* EXERCISE INSTRUCTIONS: Output the material word for word. Leave each picture out.

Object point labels
%%

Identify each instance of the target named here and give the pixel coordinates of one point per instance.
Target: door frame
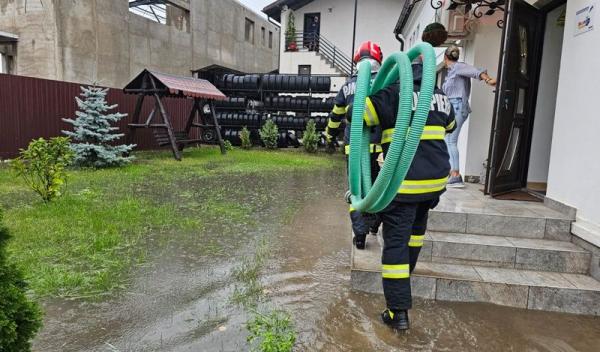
(506, 43)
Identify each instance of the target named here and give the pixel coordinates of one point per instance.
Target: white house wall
(546, 102)
(575, 161)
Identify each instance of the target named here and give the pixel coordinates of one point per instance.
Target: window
(304, 69)
(249, 31)
(163, 12)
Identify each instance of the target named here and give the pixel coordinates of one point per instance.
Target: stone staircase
(478, 249)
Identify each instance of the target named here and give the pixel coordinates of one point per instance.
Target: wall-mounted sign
(584, 19)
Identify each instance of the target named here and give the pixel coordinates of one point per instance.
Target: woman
(457, 87)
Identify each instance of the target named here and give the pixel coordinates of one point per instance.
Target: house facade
(536, 130)
(111, 41)
(331, 24)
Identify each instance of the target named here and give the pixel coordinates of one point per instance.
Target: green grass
(85, 243)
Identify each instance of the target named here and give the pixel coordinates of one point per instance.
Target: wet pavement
(181, 299)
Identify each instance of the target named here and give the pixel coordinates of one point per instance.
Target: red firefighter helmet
(368, 50)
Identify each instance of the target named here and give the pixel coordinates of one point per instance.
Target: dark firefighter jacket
(337, 117)
(428, 173)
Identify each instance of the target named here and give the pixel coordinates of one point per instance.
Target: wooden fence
(32, 108)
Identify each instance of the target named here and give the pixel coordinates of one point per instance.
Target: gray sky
(256, 5)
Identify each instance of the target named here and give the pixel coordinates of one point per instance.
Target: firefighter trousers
(404, 226)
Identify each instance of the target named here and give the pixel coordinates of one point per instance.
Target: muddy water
(180, 301)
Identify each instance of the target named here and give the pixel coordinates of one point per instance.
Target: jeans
(460, 115)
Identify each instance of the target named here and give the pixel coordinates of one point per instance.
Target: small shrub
(20, 318)
(311, 139)
(272, 332)
(245, 137)
(42, 166)
(269, 134)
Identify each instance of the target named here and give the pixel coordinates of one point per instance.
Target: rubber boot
(397, 320)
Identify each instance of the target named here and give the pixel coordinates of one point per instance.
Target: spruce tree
(93, 136)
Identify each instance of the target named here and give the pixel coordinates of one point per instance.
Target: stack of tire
(261, 94)
(235, 103)
(235, 119)
(295, 84)
(246, 85)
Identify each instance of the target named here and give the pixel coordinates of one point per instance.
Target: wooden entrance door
(516, 96)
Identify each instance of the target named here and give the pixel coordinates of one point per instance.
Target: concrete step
(505, 252)
(497, 224)
(527, 289)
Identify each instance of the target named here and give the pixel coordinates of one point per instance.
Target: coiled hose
(372, 198)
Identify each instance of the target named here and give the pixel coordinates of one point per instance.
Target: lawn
(85, 243)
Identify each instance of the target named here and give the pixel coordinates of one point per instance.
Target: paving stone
(448, 271)
(564, 300)
(557, 229)
(558, 261)
(473, 291)
(445, 221)
(500, 255)
(583, 282)
(506, 225)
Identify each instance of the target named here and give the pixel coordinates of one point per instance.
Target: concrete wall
(574, 159)
(100, 40)
(544, 112)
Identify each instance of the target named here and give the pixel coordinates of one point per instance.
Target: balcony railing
(311, 41)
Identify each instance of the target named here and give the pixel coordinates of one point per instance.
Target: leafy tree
(310, 138)
(20, 317)
(93, 133)
(269, 134)
(245, 137)
(42, 166)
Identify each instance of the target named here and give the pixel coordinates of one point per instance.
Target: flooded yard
(183, 294)
(181, 300)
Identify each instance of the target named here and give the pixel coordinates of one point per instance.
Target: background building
(110, 41)
(333, 23)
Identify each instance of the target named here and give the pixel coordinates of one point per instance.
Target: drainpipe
(353, 37)
(400, 38)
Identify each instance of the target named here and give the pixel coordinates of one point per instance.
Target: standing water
(181, 300)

%%

* TASK OUTPUT:
Identify each instance of the target named here and give the pixel coordinates of one point per instance.
Target: door frame
(506, 43)
Identify each instance of the target named here and give the pixel coordinates of one point per instance.
Target: white house wall
(546, 102)
(575, 161)
Identify each instance of the target named here and give the pixel coordinates of one point per instance.
Target: window
(304, 69)
(249, 31)
(163, 12)
Identify each instance of the target named here and give the pixel coordinates of one point per instance.
Target: stone staircase
(478, 249)
Identify each instance of the target named here and give the pixel coordinates of one point per instance.
Target: wall-mounted sign
(584, 19)
Identify each instance of the target named here and give the pixel coordinates of one point per instance.
Target: woman
(457, 87)
Identify each instance of the target named here and give the pixel coordinates of one point per instance.
Target: house facade
(536, 130)
(111, 41)
(331, 24)
Identify each instance of the target named here and give the pixel coordinates of one point per instance.
Target: green grass
(85, 243)
Identify each instance of the target named here and give the pixel coordinates of one point per instance.
Target: wet pavement
(181, 299)
Identify each instance of the target named here and give the pixel coordinates of one point per instance.
Target: red firefighter helmet
(368, 50)
Identify each instance of the target named here and give the pixel coordinates of one point per instance.
Target: dark firefighter jacket
(337, 117)
(428, 173)
Identify each instance of the target named here and give the pixel coordinates of one point per instance.
Target: wooden fence
(32, 108)
Identify each instance of the target named here and give the pixel coordinates of one point per instance.
Target: gray sky
(256, 5)
Identify each instance of the target named here and give the pixel coordinates of one point per instance.
Target: firefighter trousers
(404, 226)
Identify each instance of the target named here and give the pixel coordinates of one point per instance.
Target: muddy water
(180, 301)
Identify each instance of the target named here and give the pixel coordinates of one point per instance.
Target: jeans
(460, 115)
Identify each instance of the target named here and give the pixel coordinates of one point per instance.
Target: small shrub
(20, 318)
(311, 139)
(272, 332)
(245, 137)
(42, 166)
(269, 134)
Identify each instance of the target named here and give the pixel coordinates of one point per instance.
Target: rubber boot
(397, 320)
Identify each instance of the target named here and give the pixel coordinates of one point per instance.
Target: spruce tree
(93, 136)
Identify each instance of the target named here and give the pixel coordinates of one point per instance.
Target: stack of tire
(261, 94)
(235, 103)
(235, 119)
(295, 84)
(246, 85)
Identify each instance of the target named here and give the pixel coordinates of one point per instance.
Target: wooden entrance door
(516, 96)
Identify each instance of the target named here and give the pixel coordinates of one point per instance.
Target: concrete step
(505, 252)
(497, 224)
(527, 289)
Identify each instance of the target named here and give the pixel coordinates of one point per instance.
Target: coiled hose
(372, 198)
Identify each instance of the target named here and give the pixel coordinates of one point per instance.
Target: lawn
(85, 243)
Identify each instance of the target named here and give the pixel coordinates of one point per instance.
Target: paving stone
(448, 271)
(564, 300)
(557, 229)
(558, 261)
(473, 291)
(445, 221)
(500, 255)
(583, 282)
(506, 225)
Identify each instance of the target named here and give the pixel coordinates of one point per instance.
Target: concrete wall
(574, 159)
(100, 40)
(544, 112)
Identify each instance of the target named here and give the pixel coordinates of one point per instance.
Target: balcony railing
(311, 41)
Identify each instance of the target named here and give the pixel coordinates of one point per instance.
Target: leafy tree
(310, 138)
(20, 317)
(93, 133)
(269, 134)
(245, 137)
(42, 166)
Identify each instance of the target named here and give the pixel coordinates of one point per instance.
Target: flooded yard
(183, 294)
(181, 300)
Identify each instance of the target named here and give the pixel coordinates of one point per instance.
Target: background building
(110, 41)
(333, 23)
Identify each instance of the target named here and give the pixel coordinates of one point per instance.
Target: drainpipe
(353, 37)
(400, 38)
Identify each instance of the target named here and give the pixel coordinates of one point per instance.
Target: standing water
(181, 300)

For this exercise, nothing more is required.